## [Description of the task]
Restate the records underneath, keeping each one exactly the same.

## [Records]
□ □ □ □ □ □ □

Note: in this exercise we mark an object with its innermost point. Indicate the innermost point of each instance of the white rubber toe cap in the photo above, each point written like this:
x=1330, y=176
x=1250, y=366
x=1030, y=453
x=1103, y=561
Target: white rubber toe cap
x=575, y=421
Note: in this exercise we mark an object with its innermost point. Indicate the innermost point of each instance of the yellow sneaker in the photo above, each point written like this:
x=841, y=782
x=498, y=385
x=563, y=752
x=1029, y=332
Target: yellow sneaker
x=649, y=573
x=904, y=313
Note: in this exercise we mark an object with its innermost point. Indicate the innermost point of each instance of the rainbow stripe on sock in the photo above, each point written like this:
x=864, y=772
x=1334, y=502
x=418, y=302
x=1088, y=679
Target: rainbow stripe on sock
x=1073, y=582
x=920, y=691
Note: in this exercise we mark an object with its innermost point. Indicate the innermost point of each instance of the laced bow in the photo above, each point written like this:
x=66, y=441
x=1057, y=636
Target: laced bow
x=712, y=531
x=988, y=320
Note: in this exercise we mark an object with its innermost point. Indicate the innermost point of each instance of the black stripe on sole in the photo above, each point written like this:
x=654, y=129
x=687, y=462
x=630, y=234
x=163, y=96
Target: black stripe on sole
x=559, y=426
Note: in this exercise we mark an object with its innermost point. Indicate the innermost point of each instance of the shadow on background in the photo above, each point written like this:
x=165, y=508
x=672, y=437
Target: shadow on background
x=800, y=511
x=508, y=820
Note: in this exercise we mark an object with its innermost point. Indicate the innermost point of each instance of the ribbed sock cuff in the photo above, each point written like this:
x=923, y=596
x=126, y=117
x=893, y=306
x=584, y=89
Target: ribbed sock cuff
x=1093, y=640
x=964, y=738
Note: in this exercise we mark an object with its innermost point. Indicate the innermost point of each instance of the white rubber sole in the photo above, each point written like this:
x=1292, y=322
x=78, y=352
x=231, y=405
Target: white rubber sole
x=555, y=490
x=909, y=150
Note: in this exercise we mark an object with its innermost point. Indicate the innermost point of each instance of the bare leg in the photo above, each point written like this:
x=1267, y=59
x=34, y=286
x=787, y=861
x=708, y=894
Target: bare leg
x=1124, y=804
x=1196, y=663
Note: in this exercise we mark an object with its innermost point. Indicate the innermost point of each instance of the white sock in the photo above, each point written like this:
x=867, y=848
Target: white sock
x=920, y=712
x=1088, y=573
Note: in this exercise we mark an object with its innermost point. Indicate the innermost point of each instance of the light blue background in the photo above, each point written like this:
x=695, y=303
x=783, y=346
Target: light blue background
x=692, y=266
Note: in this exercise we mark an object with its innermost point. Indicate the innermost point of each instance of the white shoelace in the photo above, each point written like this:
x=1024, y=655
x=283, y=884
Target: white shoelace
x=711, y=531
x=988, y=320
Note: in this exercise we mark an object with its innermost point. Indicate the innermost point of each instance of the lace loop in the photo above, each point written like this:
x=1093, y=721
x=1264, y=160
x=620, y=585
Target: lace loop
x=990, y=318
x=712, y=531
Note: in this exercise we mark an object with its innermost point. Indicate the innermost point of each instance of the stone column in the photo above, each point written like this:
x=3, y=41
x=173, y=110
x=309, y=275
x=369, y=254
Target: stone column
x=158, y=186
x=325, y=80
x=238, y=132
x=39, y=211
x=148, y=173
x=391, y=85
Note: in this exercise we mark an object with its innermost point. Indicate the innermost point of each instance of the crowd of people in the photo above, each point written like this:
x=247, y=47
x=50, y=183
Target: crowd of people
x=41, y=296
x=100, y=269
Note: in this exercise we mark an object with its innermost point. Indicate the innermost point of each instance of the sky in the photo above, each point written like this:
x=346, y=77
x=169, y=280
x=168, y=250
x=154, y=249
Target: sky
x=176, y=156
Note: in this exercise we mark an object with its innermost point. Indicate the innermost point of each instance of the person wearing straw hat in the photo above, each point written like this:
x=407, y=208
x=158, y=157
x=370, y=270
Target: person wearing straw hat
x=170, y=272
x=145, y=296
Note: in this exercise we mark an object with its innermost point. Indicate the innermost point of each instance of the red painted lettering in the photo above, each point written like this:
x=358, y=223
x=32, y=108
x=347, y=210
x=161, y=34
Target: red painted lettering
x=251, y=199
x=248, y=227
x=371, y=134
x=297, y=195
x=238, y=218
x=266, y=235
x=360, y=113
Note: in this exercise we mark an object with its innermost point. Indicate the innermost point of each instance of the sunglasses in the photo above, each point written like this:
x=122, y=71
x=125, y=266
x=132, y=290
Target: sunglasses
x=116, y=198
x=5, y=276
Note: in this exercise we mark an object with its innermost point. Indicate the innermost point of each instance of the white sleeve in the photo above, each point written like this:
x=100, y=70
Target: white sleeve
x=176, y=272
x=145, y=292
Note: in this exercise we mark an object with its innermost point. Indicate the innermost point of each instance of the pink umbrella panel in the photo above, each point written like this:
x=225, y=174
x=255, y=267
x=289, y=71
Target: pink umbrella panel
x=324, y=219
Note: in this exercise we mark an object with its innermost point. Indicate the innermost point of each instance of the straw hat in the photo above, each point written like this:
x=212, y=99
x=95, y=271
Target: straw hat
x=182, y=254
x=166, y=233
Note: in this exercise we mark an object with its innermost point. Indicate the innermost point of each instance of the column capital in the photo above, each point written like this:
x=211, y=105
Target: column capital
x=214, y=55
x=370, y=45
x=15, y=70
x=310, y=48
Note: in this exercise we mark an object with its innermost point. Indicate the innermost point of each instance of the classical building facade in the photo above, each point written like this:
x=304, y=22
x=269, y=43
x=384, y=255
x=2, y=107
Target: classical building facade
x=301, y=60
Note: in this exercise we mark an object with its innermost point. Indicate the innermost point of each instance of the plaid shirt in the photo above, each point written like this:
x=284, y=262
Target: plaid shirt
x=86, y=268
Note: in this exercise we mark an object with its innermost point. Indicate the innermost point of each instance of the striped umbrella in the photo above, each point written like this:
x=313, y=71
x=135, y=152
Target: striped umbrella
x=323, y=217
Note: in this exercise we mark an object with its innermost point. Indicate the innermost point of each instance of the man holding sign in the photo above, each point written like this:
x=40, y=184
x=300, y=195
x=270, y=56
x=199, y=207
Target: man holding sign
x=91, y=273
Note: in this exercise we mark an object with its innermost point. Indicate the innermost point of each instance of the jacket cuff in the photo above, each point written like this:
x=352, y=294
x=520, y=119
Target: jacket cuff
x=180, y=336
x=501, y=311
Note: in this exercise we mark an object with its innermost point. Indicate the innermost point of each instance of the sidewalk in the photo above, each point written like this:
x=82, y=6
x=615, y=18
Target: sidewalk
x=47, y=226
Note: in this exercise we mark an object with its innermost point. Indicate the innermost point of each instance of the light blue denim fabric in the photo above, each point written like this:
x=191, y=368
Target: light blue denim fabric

□ □ □ □ □ □ □

## [Solution to the exercise]
Note: in this exercise we mark an object with its innermost point. Indicate the innermost point of each instance of the white rubber toe cap in the photo above, each point written like this:
x=1330, y=176
x=1250, y=366
x=1030, y=453
x=1103, y=561
Target: white rubber toe cap
x=575, y=421
Note: in this exercise we mark an object with its innermost point. Indicate the innermost point of each instance of the yellow sneaker in the photo above, each point written like this:
x=841, y=782
x=498, y=385
x=563, y=752
x=1029, y=332
Target: yellow sneaker
x=649, y=573
x=904, y=313
Note: in this exercise we mark an object with its innermost point. Indicate the innermost point of each instance of the rainbow stripe on sock in the photo above, each point written like this:
x=864, y=772
x=1334, y=502
x=418, y=302
x=1088, y=679
Target: rainbow stripe on sock
x=1073, y=582
x=920, y=691
Note: in this exercise we mark an object with its innermost point. Indicate the innermost point of each instance of the laced bow in the photo above, each point written like this:
x=66, y=441
x=1057, y=636
Target: laced bow
x=712, y=531
x=988, y=320
Note: in this exercise we mark an object with its innermost point. Indicate the innermost point of each instance of the black stripe on sole in the photo above, each point written like this:
x=654, y=129
x=687, y=462
x=630, y=234
x=163, y=96
Target: black stripe on sole
x=559, y=426
Note: in this exercise we mark an object with its innermost point. Indicate the innermost point of each instance of the shadow on background in the photo above, each point written like this:
x=165, y=508
x=672, y=437
Target: shadow on background
x=800, y=511
x=508, y=820
Note: in this exercise we mark an object with its innermost point. Indicate the innermost point of each instance of the ribbed sock cuff in the photo above, each point written like this:
x=923, y=596
x=126, y=117
x=893, y=306
x=584, y=89
Target: ribbed sock cuff
x=1093, y=640
x=964, y=738
Note: in this exercise we mark an object with its innermost point. Indicate the innermost point of each instance of the white rubber sole in the photo above, each point written like this:
x=1292, y=322
x=78, y=352
x=231, y=405
Target: white rubber sole
x=555, y=490
x=909, y=150
Note: in this exercise we mark an object with its innermost point. Indicate the innermost point of each instance of the bare leg in the photo above, each point written like this:
x=1267, y=59
x=34, y=286
x=787, y=861
x=708, y=894
Target: bare leg
x=1124, y=804
x=1196, y=663
Note: in this exercise we mark an object with its innermost point. Indicate the innermost point of each instance of the white sock in the photo above, each point written like this:
x=867, y=848
Target: white sock
x=920, y=712
x=1088, y=573
Note: in this exercise we mark an object with its innermost point. Indicate the innermost point of each instance of the light blue background in the photo above, each point written like this:
x=695, y=303
x=783, y=346
Target: light blue background
x=692, y=266
Note: in this exercise we mark an object with its innermost point. Indicate the innermost point of each instance of the white shoelace in the photo above, each point written like this:
x=1024, y=655
x=283, y=884
Target: white shoelace
x=711, y=531
x=988, y=320
Note: in this exercise we mark an object with its innermost point. Indicate the innermost point of each instance of the lace loop in the photo above, each point written like this:
x=1093, y=721
x=1264, y=160
x=620, y=585
Target: lace loop
x=990, y=318
x=712, y=531
Note: in this exercise we mark an object with its innermost point. Indicate the innermost point of each instance of the stone column in the photo above, each point written like this:
x=3, y=41
x=173, y=110
x=309, y=275
x=369, y=254
Target: stone column
x=158, y=186
x=325, y=80
x=238, y=132
x=39, y=211
x=148, y=173
x=391, y=85
Note: in this exercise we mark an object with its innermost point. Indicate the innermost point of each instance of the crowd of people in the photo above, each point written like this:
x=247, y=47
x=50, y=183
Target: crowd of people
x=41, y=296
x=100, y=269
Note: in this exercise we mark an object with its innermost point. Indicate the innermost point of each instance of the sky in the photo above, each point written like this:
x=346, y=77
x=169, y=280
x=168, y=250
x=154, y=249
Target: sky
x=176, y=156
Note: in this exercise we mark an object with its innermost point. Indicate the innermost point of each instance of the person wearing straw hat in the photo above, each point written like this:
x=407, y=208
x=158, y=157
x=370, y=270
Target: person wearing straw hat
x=170, y=272
x=145, y=296
Note: in this exercise we mark an object with its innermost point. Indicate the innermost point of each instance of the red painted lettering in the photo above, each point written like this:
x=358, y=223
x=32, y=108
x=347, y=210
x=161, y=34
Target: red painted lettering
x=251, y=199
x=248, y=227
x=371, y=134
x=297, y=195
x=238, y=218
x=266, y=235
x=360, y=113
Note: in this exercise we mark an object with its innermost point. Indicate the innermost point of each instance of the sunglasses in the photo above, each point written like this:
x=122, y=71
x=125, y=266
x=132, y=290
Target: sunglasses
x=116, y=198
x=5, y=276
Note: in this exercise we mark an object with its innermost point. Indicate the innermost point of each instance of the white sleeve in the photo above, each point written like this:
x=100, y=70
Target: white sleeve
x=176, y=272
x=145, y=292
Note: in this exercise we mark an object with its innermost point. Indicate the innermost point of each instance of the pink umbrella panel in the photo above, each point written like this:
x=225, y=174
x=255, y=267
x=289, y=71
Target: pink umbrella panel
x=324, y=219
Note: in this exercise we mark an object with its innermost point. Indicate the innermost point of each instance of the straw hat in the photo above, each point written like this:
x=212, y=99
x=95, y=271
Target: straw hat
x=182, y=254
x=166, y=233
Note: in this exercise we mark an object with its innermost point. Indicate the innermost point of each instance of the column capital in the photo above, each point written like this:
x=211, y=105
Target: column capital
x=214, y=55
x=370, y=45
x=15, y=70
x=310, y=48
Note: in this exercise we mark an object with its innermost point. Indicate the innermost point of each instance of the classical building facade in the photo above, each point written like this:
x=304, y=22
x=269, y=43
x=384, y=255
x=2, y=107
Target: classical building facade
x=301, y=60
Note: in this exercise we mark an object with its innermost point. Indicate the innermost point of each instance of the plaid shirt in the photo above, each point written like this:
x=284, y=262
Target: plaid shirt
x=86, y=268
Note: in this exercise we mark an object with its innermost point. Indicate the innermost point of each instance of the striped umbrella in the photo above, each point written like this:
x=313, y=71
x=135, y=152
Target: striped umbrella
x=323, y=217
Note: in this exercise we mark an object with its innermost point. Indicate the innermost point of each instance of the man holding sign in the photo above, each point written like this:
x=40, y=184
x=300, y=195
x=270, y=56
x=199, y=207
Target: man holding sign
x=91, y=273
Note: in this exercise we mark an object with its innermost point. Indicate the innermost point of each instance of the jacket cuff in the photo above, each point written like this:
x=352, y=294
x=520, y=119
Target: jacket cuff
x=180, y=336
x=501, y=311
Note: in this exercise we mark an object with its innermost point. Indicate the innermost point of each instance of the sidewalk in the photo above, each point written like this:
x=82, y=6
x=615, y=18
Target: sidewalk
x=47, y=226
Note: in this exercise we mark an object with its innermost point. Indicate the innermost point of each instance of the light blue denim fabric in the photo above, each point written like this:
x=191, y=368
Target: light blue denim fabric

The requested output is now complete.